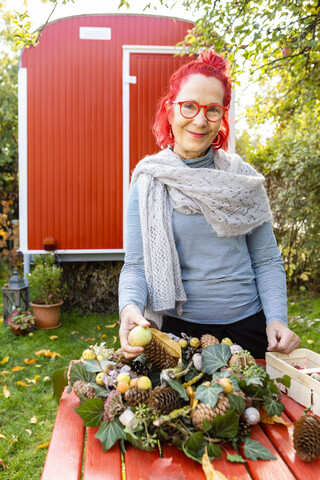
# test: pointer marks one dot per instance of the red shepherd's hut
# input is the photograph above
(87, 98)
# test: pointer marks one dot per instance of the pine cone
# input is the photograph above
(190, 351)
(204, 411)
(80, 387)
(244, 430)
(134, 396)
(306, 438)
(207, 340)
(164, 400)
(159, 356)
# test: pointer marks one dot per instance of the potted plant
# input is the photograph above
(47, 291)
(21, 321)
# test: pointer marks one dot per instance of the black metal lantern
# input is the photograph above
(15, 295)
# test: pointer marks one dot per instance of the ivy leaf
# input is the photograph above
(225, 426)
(285, 380)
(254, 450)
(60, 381)
(91, 412)
(110, 433)
(214, 451)
(272, 406)
(237, 403)
(92, 366)
(79, 372)
(254, 381)
(193, 447)
(209, 394)
(100, 389)
(178, 388)
(215, 357)
(235, 458)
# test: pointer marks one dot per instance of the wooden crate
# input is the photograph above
(304, 389)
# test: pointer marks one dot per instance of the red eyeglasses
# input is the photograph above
(213, 112)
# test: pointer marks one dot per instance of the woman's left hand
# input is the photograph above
(281, 338)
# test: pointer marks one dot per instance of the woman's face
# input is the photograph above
(192, 137)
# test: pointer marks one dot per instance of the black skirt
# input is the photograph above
(249, 333)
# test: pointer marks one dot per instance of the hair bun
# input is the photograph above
(214, 59)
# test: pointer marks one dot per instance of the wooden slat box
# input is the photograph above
(304, 389)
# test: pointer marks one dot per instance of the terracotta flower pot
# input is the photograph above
(46, 316)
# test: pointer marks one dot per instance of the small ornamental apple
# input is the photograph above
(144, 383)
(226, 383)
(140, 336)
(183, 343)
(99, 378)
(88, 354)
(123, 377)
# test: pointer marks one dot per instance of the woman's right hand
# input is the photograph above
(130, 318)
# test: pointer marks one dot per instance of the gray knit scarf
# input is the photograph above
(231, 197)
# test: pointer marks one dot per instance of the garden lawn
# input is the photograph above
(27, 410)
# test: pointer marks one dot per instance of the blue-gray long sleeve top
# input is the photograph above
(225, 279)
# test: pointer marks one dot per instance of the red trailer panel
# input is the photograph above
(75, 164)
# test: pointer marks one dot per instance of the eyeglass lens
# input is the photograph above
(191, 109)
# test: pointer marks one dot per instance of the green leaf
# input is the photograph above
(225, 426)
(110, 433)
(254, 450)
(273, 407)
(285, 380)
(209, 394)
(215, 357)
(60, 381)
(214, 451)
(178, 388)
(91, 412)
(79, 372)
(193, 447)
(235, 458)
(237, 403)
(92, 366)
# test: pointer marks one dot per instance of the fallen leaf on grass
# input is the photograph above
(111, 326)
(31, 361)
(47, 353)
(6, 392)
(34, 380)
(21, 383)
(43, 445)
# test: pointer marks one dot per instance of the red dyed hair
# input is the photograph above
(209, 64)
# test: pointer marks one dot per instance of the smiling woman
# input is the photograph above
(201, 256)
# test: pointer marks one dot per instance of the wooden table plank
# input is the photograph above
(193, 470)
(99, 465)
(281, 437)
(138, 462)
(268, 469)
(64, 457)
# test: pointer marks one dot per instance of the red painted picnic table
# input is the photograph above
(75, 454)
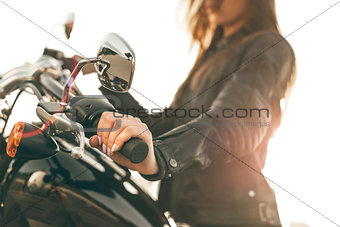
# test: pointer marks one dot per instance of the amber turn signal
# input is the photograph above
(15, 138)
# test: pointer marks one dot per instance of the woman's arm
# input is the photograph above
(255, 86)
(251, 97)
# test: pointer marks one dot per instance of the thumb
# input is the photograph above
(94, 142)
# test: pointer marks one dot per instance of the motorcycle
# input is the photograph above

> [Exercise goal] Copy out every line of the material above word for word, leaving out the pictures.

> [Full response]
# test: pointer marks one dot per instance of the red shepherd's hut
# input is the photograph above
(87, 98)
# test: pointer marks one dot per instance of the pine cone
# input is the photograph above
(190, 351)
(204, 411)
(80, 387)
(244, 430)
(134, 396)
(306, 438)
(207, 340)
(164, 400)
(159, 356)
# test: pointer marks one dot per instance of the potted plant
# input is the photograph above
(47, 291)
(21, 321)
# test: pointer marks one dot per instance of the black metal lantern
# input is the photograph above
(15, 295)
# test: pointer marks one dot per instance of the ivy leaf
# input is the photograph above
(225, 426)
(285, 380)
(254, 450)
(60, 381)
(91, 412)
(110, 433)
(214, 451)
(272, 406)
(237, 403)
(92, 366)
(79, 372)
(254, 381)
(193, 447)
(209, 394)
(100, 389)
(178, 388)
(215, 357)
(235, 458)
# test: pointer marks one dot per instance of the wooden crate
# input is the photograph above
(304, 389)
# test: pointer marks one dot per instance of the red eyeglasses
# input is the photograph above
(213, 112)
# test: pointer marks one dot per instance of the woman's left hand
# input is the photograph above
(281, 338)
# test: pointer marks one dot per instance of the woman's face
# input is the photograph above
(192, 137)
# test: pointer marks one dot per instance of the black skirt
# input is the photograph above
(249, 333)
# test: pointer marks one dot per instance of the hair bun
# input is the photograph above
(214, 59)
# test: pointer marks one dot per instance of the wooden slat box
# input is the photograph above
(304, 389)
# test: pointer marks one dot per instance of the terracotta flower pot
# input is the photograph above
(46, 316)
# test: pointer marks one dot per instance of the small ornamental apple
# input is the photograph above
(144, 383)
(226, 383)
(140, 336)
(183, 343)
(99, 378)
(88, 354)
(123, 377)
# test: pointer marks one dot per instance of the woman's right hand
# input is the photograph above
(130, 318)
# test: pointer marks one dot per instance of the gray knit scarf
# input is the photograph above
(231, 197)
# test: pointer marks one dot per instance of the garden lawn
# input is the photograph above
(27, 410)
# test: pointer marks one dot per instance of the blue-gray long sleeve top
# input is the photograph above
(225, 279)
# test: pointer marks one dot per instance of the red trailer panel
# input is the photograph above
(75, 164)
# test: pointer marks one dot per instance of the eyeglass lens
# input is the photograph above
(191, 109)
# test: pointer marks one dot per instance of the green leaf
# input is the photograph above
(225, 426)
(110, 433)
(254, 450)
(273, 407)
(285, 380)
(209, 394)
(215, 357)
(60, 381)
(214, 451)
(178, 388)
(91, 412)
(79, 372)
(193, 447)
(235, 458)
(237, 403)
(92, 366)
# test: pointer marks one dot per instance of the fallen leaf on grass
# input is the photograph above
(111, 326)
(31, 361)
(47, 353)
(6, 392)
(34, 380)
(21, 383)
(43, 445)
# test: pointer marks one dot per instance of the red dyed hair
# input is the photograph above
(209, 64)
# test: pointer marks one dot per instance of the smiling woman
# input is the photograph above
(201, 256)
# test: pointer marks one dot per instance of the wooden table plank
# input is the photograph above
(193, 470)
(99, 465)
(281, 437)
(138, 462)
(268, 469)
(64, 457)
# test: pointer marks one dot per instance of the red painted picnic table
# input is the photograph above
(75, 454)
# test: pointer marks one dot per instance of the amber turn signal
# input is the photograph above
(15, 138)
# test: pointer marks one dot per instance of the woman's arm
# input is the photograph above
(255, 86)
(251, 97)
# test: pointer marks one dot per instance of the thumb
# input is the photograph above
(94, 142)
# test: pointer marks one dot per instance of the motorcycle
# input is the photograph above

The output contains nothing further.